(Annotation data for object locations)
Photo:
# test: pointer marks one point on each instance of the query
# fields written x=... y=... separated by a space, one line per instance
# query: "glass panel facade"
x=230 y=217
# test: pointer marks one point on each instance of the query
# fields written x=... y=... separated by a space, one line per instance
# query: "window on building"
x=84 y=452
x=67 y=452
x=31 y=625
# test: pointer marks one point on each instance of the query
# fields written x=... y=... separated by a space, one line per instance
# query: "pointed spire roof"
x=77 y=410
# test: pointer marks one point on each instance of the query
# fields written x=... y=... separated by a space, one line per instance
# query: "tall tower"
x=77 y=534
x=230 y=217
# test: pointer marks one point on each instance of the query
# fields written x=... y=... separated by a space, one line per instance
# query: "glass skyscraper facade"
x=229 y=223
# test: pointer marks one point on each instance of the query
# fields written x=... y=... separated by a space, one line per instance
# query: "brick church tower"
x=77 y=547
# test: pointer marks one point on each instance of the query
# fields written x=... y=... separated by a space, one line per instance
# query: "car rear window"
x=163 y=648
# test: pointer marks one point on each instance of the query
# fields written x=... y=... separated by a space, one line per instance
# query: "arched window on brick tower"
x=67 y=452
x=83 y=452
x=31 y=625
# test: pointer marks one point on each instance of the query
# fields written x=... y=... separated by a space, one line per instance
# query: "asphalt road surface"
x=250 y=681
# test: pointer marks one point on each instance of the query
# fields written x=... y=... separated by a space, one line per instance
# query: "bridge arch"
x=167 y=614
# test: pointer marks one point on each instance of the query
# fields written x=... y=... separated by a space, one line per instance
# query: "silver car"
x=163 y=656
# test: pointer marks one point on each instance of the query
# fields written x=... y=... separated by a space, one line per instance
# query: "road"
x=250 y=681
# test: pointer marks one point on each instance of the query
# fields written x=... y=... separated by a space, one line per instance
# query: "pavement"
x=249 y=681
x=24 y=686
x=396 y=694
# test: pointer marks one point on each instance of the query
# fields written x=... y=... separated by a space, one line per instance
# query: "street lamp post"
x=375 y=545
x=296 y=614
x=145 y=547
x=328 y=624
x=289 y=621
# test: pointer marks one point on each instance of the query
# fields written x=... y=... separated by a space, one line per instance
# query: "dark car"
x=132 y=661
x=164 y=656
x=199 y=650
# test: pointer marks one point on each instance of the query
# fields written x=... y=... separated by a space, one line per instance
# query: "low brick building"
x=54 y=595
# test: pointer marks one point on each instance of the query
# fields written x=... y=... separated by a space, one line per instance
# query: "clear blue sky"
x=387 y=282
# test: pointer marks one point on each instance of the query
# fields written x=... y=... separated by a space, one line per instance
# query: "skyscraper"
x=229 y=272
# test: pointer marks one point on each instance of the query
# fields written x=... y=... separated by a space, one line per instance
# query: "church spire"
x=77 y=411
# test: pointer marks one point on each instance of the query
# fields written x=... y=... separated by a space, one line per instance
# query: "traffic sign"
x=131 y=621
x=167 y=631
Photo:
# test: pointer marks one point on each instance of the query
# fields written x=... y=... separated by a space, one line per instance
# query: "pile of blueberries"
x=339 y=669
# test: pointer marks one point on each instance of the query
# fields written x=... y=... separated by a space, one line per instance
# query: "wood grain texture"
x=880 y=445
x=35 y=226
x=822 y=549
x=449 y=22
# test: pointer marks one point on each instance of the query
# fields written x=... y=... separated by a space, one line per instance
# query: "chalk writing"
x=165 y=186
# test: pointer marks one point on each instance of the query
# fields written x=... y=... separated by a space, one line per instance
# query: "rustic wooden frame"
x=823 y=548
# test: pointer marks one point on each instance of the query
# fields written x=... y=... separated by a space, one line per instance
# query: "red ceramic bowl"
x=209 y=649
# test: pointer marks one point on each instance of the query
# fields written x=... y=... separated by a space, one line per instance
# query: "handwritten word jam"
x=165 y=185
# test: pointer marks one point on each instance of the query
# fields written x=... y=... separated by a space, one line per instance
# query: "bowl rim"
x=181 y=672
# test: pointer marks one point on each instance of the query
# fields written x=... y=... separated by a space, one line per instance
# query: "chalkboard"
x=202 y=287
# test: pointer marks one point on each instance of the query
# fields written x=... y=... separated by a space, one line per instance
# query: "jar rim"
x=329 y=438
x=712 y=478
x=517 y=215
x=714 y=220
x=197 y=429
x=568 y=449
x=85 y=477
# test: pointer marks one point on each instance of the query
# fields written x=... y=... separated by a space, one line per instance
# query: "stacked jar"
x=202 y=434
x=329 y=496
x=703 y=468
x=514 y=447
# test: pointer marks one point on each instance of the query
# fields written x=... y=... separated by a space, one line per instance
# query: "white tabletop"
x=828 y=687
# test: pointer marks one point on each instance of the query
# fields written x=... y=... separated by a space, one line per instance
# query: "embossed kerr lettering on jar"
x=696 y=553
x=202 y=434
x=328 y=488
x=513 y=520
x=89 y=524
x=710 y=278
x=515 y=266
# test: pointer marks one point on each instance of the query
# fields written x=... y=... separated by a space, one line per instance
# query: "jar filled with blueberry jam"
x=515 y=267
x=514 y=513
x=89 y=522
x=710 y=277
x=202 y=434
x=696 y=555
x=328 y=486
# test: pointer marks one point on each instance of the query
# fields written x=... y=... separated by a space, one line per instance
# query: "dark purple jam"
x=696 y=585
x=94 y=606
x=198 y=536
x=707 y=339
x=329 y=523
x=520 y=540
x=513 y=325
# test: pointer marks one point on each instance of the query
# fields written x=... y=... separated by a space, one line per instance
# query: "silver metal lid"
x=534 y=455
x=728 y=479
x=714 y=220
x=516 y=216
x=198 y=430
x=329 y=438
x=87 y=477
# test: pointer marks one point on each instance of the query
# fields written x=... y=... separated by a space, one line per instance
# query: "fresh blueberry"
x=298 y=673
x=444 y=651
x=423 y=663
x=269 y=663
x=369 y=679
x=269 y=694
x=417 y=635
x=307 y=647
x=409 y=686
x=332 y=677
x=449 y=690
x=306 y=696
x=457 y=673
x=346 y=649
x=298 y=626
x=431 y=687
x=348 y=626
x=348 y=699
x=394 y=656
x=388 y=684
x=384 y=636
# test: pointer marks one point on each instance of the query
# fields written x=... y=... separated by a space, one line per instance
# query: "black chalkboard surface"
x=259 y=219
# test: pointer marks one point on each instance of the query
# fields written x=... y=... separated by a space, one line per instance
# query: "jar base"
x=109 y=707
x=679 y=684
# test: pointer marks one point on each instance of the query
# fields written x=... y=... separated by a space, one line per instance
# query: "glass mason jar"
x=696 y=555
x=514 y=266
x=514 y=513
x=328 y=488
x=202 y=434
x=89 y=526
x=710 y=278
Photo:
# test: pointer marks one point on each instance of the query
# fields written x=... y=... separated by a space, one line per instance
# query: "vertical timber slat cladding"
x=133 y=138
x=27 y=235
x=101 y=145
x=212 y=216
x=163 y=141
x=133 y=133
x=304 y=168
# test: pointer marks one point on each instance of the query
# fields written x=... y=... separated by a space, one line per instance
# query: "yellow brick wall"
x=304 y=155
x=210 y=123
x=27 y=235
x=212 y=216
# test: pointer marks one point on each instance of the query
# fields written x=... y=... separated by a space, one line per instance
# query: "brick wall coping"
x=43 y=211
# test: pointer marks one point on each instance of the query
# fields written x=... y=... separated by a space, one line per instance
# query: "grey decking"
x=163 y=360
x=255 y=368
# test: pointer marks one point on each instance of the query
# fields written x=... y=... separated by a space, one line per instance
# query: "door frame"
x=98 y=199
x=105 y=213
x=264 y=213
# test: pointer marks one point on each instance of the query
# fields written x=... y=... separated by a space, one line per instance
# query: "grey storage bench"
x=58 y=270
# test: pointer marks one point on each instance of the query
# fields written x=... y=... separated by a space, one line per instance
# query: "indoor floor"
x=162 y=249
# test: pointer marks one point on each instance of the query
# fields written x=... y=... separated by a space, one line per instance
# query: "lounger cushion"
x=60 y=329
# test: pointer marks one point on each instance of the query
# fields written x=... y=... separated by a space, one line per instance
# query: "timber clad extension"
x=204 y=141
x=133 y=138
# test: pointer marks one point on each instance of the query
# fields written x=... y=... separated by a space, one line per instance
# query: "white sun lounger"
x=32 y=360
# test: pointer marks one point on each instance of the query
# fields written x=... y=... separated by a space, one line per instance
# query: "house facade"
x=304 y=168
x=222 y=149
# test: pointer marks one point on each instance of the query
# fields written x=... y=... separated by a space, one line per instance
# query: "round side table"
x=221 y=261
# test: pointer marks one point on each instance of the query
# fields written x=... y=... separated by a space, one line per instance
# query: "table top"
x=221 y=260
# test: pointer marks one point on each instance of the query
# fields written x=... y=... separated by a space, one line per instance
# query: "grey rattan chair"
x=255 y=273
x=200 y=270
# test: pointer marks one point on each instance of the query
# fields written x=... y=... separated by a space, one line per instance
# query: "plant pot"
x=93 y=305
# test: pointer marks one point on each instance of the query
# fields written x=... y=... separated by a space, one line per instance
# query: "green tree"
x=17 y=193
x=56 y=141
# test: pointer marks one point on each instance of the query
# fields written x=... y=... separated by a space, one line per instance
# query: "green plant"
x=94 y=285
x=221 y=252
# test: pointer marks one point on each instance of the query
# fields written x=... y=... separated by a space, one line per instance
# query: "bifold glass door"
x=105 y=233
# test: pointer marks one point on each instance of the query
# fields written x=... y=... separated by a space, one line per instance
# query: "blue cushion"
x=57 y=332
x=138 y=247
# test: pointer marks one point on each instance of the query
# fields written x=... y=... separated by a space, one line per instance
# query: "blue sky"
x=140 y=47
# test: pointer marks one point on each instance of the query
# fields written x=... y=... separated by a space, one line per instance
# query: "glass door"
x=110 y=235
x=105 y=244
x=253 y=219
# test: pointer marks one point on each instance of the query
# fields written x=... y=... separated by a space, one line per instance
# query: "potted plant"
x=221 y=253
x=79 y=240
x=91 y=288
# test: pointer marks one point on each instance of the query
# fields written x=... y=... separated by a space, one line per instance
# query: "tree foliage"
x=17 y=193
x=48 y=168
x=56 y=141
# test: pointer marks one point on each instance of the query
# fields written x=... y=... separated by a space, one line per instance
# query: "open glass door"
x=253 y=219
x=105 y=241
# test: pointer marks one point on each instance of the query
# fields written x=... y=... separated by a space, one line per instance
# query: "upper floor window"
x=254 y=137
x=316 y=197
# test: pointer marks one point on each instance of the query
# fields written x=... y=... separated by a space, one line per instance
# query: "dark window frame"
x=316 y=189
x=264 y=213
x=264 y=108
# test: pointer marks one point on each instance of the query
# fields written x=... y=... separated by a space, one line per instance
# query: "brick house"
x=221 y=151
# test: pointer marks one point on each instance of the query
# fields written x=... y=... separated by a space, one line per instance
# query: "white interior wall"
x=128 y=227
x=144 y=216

_WHAT TO WORK ON_. Tally the lines of the material above that contain the string "floor", treating case as significant, and give only the number.

_COMPLETE OUTPUT_. 2